Guides had never been trained for war or fighting, but like the skills they had acquired for their proficiency badges, the training they had received in their ordinary meetings and camps soon proved invaluable. During the past year, much had been done to prepare for war conditions. Now Guides came into their own, as men had to leave home to join the armed forces, and mothers who had stayed at home to look after their families had to work in factories to help the war effort. Overnight, the skills that Brownies and Guides had been learning became imperative for the survival of Britain. The school leaving age was fourteen years, so membership of the Guides was important for many young women who would otherwise never have learned dressmaking, carpentry and cooking. For the first month of war, everything closed down — from theatres to Brownie and Guide meetings. But after a month it was realised that these meetings were very important and should continue as normal, with extra care at night for the blackout.

Surprisingly, unemployment among women actually rose after the outbreak of war. Those women in ‘light or inessential’ industries were laid off, and the Women’s Land Army and the Auxiliary Territorial Service could not cope with the huge numbers of applicants. Although 30,000 young women volunteered to join the Land Army, by January 1940 only 2,000 were employed in it. This gave Guiders a few more months to train Patrol Leaders, ready for when they had to take over running companies.

As the months went by, the gas attacks, aerial bombing and invasion that the British people had feared were imminent, did not come. For many people this period, known as the Phoney War, was an anticlimax, and some thought they had been deceived by the government. By Easter 1940 a feeling of security had returned, and not only did parents fetch their children home, but whole schools returned to the cities. A few Guiders carried on as if nothing had happened. In December 1939 the Oxford City Guide Commissioners held a badge meeting at which the Needlework Examiner complained that the standard of needlework was falling. She also objected to the use of French seams in garments, but the other commissioners decided that tidiness of sewing was more important than the type of seams.

Like many evacuee children, Alice the travel-sick Brownie was soon back at home. ‘When I saw her again, she would walk along with me, her hand tucked in mine,’ said her Brown Owl. ‘One day she announced perkily: “I’ve got to be good till tomorrow, Miss.” I expressed my pleasure and relief. “Till after my mother’s funeral at eleven,” she said. It turned out that she had been living with what she described as a “wicked step-aunt”.’

A week later, Brown Owl met Alice in the street when it was nearly dark. ‘I shan’t be coming to Brownies no more,’ the child said. ‘Brownies often said this, perhaps to get extra attention, but they did not usually mean it. One Brownie, who never missed a meeting in three years, said it frequently, giving such excuses as “because we’re getting a built-in fireplace” or “because Dad might be coming home.” But Alice, who was wearing her usual fur-lined boots and a coat but no frock, explained: “Auntie’s washing my frock, for going back to my dad. She’s putting me on the Glasgow bus tonight.”’

Brown Owl was appalled, and went home to find some barley sugar to give Alice for the journey. But she was too late. ‘Alice had already gone and I knew I should never see her again. I lay awake that night thinking of the bus creeping up England and Scotland with my naughtiest little Brownie slumped in a corner, moaning her vows never to go roaming no more.’

A few days later a letter came with a Glasgow postmark. The note inside was a bit sticky, but the message was a joy: ‘Dear Brown-Owl dear,’ Alice had written. ‘There was a woman on the bus worsen me. She felt a lot better when I gave her an emergency smile and told her I didn’t mind a wee bit if she threw up.’

▸ **EXTRACTED MATERIAL**:
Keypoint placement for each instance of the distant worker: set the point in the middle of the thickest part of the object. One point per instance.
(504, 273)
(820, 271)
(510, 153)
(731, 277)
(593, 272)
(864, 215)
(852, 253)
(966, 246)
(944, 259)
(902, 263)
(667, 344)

▸ **EXERCISE**: Copy from the text about Guides and Brownies in wartime, starting with "Surprisingly, unemployment among" and going on through "over running companies.".

▸ **RESPONSE**:
Surprisingly, unemployment among women actually rose after the outbreak of war. Those women in ‘light or inessential’ industries were laid off, and the Women’s Land Army and the Auxiliary Territorial Service could not cope with the huge numbers of applicants. Although 30,000 young women volunteered to join the Land Army, by January 1940 only 2,000 were employed in it. This gave Guiders a few more months to train Patrol Leaders, ready for when they had to take over running companies.